=== Data provided ===
+++++

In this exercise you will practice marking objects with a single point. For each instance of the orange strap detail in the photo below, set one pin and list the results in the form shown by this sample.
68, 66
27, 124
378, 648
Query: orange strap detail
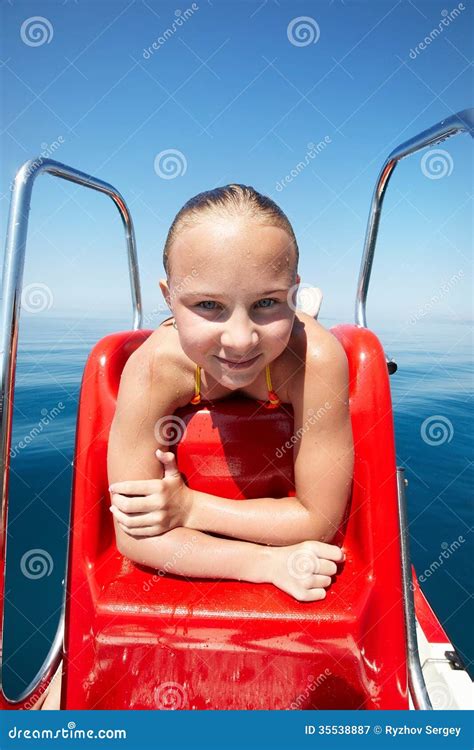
197, 386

+++++

Print the whole listing above once more, word for word, without its pictures.

=== Exercise output ===
In this exercise you will practice marking objects with a single point. For each instance of the orange strap detail in the photo below, set one pin and list the results in the form shown by this sample.
68, 66
27, 124
378, 648
Query: orange strap detail
197, 386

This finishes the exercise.